§ Try it
From the post on parking requirements in downtown Belmont, reproduce verbatim the passage from "What did Council" to "solve that problem?".

§ Extracted text
● ● ● ●

Thursday, March 27, 2008

Three parking spots per unit downtown?

On 3/25 Belmont approved a 24 unit complex at 1000 South Rd on a mitigated negative declaration with three parking spots per unit. This is the wrong approach to the downtown.

1000 South is only 1500 feet from the transit center in Belmont at Ralston and El Camino. It is at the intersection of South and Ralston. What is the vision for the downtown? Residents dodging cars doesn’t cut it.

What does Council Member Dickenson mean when he talks about efficient transit? What does the council mean when they want to reduce cut through traffic on 6th Ave one block east of the South development? How will residents get around the downtown when we are older? Do council members intend to live here when they get old?

Samtrans just gave us four accordion buses to help additional kids get to Ralston Middle and Carlmont. What message are we sending about the role of buses in this important transit corridor with a three car per unit policy? Three cars per unit need access lanes, which means clogged streets, and additional lanes and parking requirements. This increases the visual blight of ugly parking lots in the downtown while reducing the fare box recovery of transit. Cars also move more rapidly than people. This means longer blocks like we have on 6th and 5th and El Camino which reduces the fine grain grid that makes for a successful pedestrian district.

What did Council mean when they agreed with past council member Warden that cars were as dangerous as cigarettes? How does going to a 3 car per unit residential requirement solve that problem?

We inhabit a time when green house gases from cars are a challenge to the Bay Area. Both MTC and ABAG say they don’t know how to reduce particulate emissions with the expected growth in vehicle miles traveled. Three cars per unit in of all places the downtown feeds into unsustainable practices. Unaffordable units, as another speaker pointed out, add to the dilemma of how we can sustainably house our parents and our children. This is unfortunate because I have three elderly neighbors whose children bought homes in Belmont. It was obviously a nice place for families to live in. Today, as in the case of Mrs. Johnson, just walking down the block is a major enterprise.

● ● ● ●

§ Record set
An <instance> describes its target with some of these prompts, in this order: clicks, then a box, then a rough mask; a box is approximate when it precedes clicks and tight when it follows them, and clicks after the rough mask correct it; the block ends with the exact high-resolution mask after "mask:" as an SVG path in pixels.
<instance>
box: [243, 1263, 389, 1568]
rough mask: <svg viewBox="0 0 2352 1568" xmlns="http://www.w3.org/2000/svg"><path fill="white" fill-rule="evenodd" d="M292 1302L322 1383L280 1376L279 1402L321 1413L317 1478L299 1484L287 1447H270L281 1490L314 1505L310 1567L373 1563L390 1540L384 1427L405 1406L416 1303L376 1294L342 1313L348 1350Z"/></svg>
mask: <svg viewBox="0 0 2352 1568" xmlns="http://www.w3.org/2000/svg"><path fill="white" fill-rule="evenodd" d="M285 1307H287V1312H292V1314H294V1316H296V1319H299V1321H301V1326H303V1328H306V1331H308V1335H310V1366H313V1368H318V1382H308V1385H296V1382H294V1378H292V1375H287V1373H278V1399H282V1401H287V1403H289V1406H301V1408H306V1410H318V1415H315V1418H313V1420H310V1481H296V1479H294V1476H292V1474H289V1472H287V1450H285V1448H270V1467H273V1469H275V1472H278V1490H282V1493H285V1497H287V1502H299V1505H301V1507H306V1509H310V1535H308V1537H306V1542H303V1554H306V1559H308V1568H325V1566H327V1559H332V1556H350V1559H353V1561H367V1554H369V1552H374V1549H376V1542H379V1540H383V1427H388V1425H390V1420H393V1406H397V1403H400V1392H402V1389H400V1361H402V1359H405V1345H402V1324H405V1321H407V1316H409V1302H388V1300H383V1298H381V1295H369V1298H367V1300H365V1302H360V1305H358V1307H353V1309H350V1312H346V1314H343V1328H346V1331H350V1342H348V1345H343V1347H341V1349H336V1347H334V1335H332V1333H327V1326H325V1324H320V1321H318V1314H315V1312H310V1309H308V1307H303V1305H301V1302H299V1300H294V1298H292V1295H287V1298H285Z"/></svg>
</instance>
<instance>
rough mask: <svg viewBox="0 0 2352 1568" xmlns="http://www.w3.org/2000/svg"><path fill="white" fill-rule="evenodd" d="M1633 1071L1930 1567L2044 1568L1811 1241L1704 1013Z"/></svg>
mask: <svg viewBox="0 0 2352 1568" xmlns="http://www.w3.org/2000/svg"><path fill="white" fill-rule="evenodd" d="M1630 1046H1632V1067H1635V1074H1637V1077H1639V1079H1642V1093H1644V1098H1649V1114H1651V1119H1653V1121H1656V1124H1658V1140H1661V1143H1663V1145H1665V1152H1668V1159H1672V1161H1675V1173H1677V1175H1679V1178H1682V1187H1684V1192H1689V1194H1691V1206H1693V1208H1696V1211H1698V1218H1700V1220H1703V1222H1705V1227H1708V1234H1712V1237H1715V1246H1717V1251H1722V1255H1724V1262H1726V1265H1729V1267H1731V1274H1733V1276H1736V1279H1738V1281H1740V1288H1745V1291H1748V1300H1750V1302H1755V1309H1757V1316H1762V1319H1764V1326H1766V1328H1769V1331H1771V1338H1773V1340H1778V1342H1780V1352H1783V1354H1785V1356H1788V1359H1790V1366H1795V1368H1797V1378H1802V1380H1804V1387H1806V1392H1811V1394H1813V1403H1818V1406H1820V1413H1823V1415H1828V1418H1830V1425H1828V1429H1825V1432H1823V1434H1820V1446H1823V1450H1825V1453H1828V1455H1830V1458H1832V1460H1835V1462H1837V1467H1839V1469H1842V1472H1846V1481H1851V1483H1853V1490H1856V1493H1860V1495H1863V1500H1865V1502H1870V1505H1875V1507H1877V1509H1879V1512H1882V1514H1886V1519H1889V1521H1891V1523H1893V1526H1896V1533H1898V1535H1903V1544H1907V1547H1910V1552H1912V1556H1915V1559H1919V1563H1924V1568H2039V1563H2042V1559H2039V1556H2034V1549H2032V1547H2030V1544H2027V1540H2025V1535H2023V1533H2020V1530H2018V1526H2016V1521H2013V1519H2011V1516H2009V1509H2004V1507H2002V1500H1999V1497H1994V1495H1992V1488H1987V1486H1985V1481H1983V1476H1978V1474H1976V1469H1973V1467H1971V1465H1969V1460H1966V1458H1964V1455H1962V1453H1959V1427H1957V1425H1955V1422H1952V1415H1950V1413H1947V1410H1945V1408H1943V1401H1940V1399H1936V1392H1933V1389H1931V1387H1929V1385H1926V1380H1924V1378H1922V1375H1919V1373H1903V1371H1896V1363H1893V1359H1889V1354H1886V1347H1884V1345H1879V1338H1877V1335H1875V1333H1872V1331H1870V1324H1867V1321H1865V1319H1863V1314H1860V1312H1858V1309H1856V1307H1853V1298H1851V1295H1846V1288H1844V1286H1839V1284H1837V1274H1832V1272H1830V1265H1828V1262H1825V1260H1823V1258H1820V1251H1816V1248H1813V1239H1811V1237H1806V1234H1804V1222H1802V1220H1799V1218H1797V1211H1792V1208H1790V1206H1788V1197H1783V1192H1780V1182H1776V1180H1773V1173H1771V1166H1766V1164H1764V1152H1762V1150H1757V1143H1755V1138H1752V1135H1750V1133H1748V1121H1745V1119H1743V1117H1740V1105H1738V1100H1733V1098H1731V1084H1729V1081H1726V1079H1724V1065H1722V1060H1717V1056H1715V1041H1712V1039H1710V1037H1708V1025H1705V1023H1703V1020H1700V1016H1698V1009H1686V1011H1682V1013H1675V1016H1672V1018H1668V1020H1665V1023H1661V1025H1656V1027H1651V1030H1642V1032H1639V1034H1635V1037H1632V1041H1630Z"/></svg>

● ● ● ●

§ Result of the task
What did Council mean when they agreed with past council member Warden that cars were as dangerous as cigarettes? How does going to a 3 car per unit residential requirement solve that problem?